[PASSAGE PROVIDED]
CNN was also upset because partygoers “were on the dance floors in a lot of these clubs and the dance floors right now during the pandemic are supposed to actually be closed.”
Kaye was evidently on the verge of panic, as she openly boasted about calling the police on Tampa’s elated fans, “I gave a call to Tampa Police to ask them what’s going on with all these people that are out and about and not wearing masks because there is a mask mandate in the City of Tampa while this pandemic is underway.”
“You’re supposed to be wearing a mask if you’re anywhere near Raymond James Stadium, if you’re in a bar or a restaurant or anywhere in one of these event or entertainment areas. And you can see from the pictures and the video that we have that people are just not paying much attention to that mask mandate. They are supposed to be fined up to $500.00.”
“So I asked the Tampa Police, how many citations have been issued? What do you want to say in response to this? What’s being done about it?” Kaye said “A lot of people are upset about it,” but it was unclear who, other than herself, she was referring to.
“About 30,000 people a day have been coming in through Tampa International Airport and they are very, very concerned that they are going to see a spike,” added Kaye, noting Florida’s stats were “already about a 10 percent positivity rate here.”
On Feb. 19, a research paper was published on MedRxiv studying whether NFL and NCAA games where fans attended in person had a statistical relation to the COVID-19 case count. Researchers compared data from regions that had games with in-person attendance with a control group that had games with no fans while maintaining similarities in county size, measures, and pandemic trends when comparing.
The study found the “effect of in-person attendance at NFL and NCAA games on community COVID-19 spread is not significant” because the results “did not surpass 5 new daily cases of COVID-19 per 100,000 residents on average.”
The paper has not yet been peer-reviewed.

[INFORMATION]
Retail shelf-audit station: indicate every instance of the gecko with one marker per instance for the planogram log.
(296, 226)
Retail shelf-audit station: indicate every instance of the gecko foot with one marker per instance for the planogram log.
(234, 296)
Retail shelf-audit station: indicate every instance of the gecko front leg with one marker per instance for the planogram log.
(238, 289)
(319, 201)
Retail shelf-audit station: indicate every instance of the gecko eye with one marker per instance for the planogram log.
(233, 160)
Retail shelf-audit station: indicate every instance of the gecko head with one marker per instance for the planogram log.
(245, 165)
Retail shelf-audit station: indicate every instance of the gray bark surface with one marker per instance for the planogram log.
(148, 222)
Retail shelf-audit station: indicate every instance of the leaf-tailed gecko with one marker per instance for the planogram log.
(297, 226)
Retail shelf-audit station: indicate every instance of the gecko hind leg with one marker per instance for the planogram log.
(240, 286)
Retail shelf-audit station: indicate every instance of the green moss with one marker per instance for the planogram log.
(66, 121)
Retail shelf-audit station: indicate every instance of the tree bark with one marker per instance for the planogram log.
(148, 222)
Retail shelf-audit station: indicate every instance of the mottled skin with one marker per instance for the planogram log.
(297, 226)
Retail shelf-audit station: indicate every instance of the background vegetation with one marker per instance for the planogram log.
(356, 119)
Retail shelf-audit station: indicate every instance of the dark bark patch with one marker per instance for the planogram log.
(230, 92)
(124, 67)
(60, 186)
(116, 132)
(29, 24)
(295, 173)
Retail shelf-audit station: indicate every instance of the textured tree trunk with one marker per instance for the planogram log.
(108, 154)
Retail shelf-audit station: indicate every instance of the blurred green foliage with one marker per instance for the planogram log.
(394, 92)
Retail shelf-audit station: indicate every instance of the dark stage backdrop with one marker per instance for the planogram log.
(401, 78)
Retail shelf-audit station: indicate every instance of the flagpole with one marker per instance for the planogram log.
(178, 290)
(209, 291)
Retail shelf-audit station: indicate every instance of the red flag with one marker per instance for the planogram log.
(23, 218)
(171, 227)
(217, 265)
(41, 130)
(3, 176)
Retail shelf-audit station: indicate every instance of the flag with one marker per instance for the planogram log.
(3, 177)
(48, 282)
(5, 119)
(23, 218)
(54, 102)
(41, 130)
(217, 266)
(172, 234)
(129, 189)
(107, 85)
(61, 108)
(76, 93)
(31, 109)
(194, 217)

[TASK ITEM]
Copy out, word for word and in full, the passage about Tampa mask-mandate reporting and the study of fan attendance at football games.

[EXPECTED ANSWER]
CNN was also upset because partygoers “were on the dance floors in a lot of these clubs and the dance floors right now during the pandemic are supposed to actually be closed.”
Kaye was evidently on the verge of panic, as she openly boasted about calling the police on Tampa’s elated fans, “I gave a call to Tampa Police to ask them what’s going on with all these people that are out and about and not wearing masks because there is a mask mandate in the City of Tampa while this pandemic is underway.”
“You’re supposed to be wearing a mask if you’re anywhere near Raymond James Stadium, if you’re in a bar or a restaurant or anywhere in one of these event or entertainment areas. And you can see from the pictures and the video that we have that people are just not paying much attention to that mask mandate. They are supposed to be fined up to $500.00.”
“So I asked the Tampa Police, how many citations have been issued? What do you want to say in response to this? What’s being done about it?” Kaye said “A lot of people are upset about it,” but it was unclear who, other than herself, she was referring to.
“About 30,000 people a day have been coming in through Tampa International Airport and they are very, very concerned that they are going to see a spike,” added Kaye, noting Florida’s stats were “already about a 10 percent positivity rate here.”
On Feb. 19, a research paper was published on MedRxiv studying whether NFL and NCAA games where fans attended in person had a statistical relation to the COVID-19 case count. Researchers compared data from regions that had games with in-person attendance with a control group that had games with no fans while maintaining similarities in county size, measures, and pandemic trends when comparing.
The study found the “effect of in-person attendance at NFL and NCAA games on community COVID-19 spread is not significant” because the results “did not surpass 5 new daily cases of COVID-19 per 100,000 residents on average.”
The paper has not yet been peer-reviewed.